> [Set problem]
Output the records. Match them exactly.

>> START

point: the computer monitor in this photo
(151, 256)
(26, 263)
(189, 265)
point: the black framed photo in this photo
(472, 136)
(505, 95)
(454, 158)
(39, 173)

>> END

> [Response to the task]
point: the computer monitor in this photo
(151, 256)
(26, 263)
(189, 265)
point: the black framed photo in this photo
(472, 136)
(505, 95)
(454, 158)
(39, 173)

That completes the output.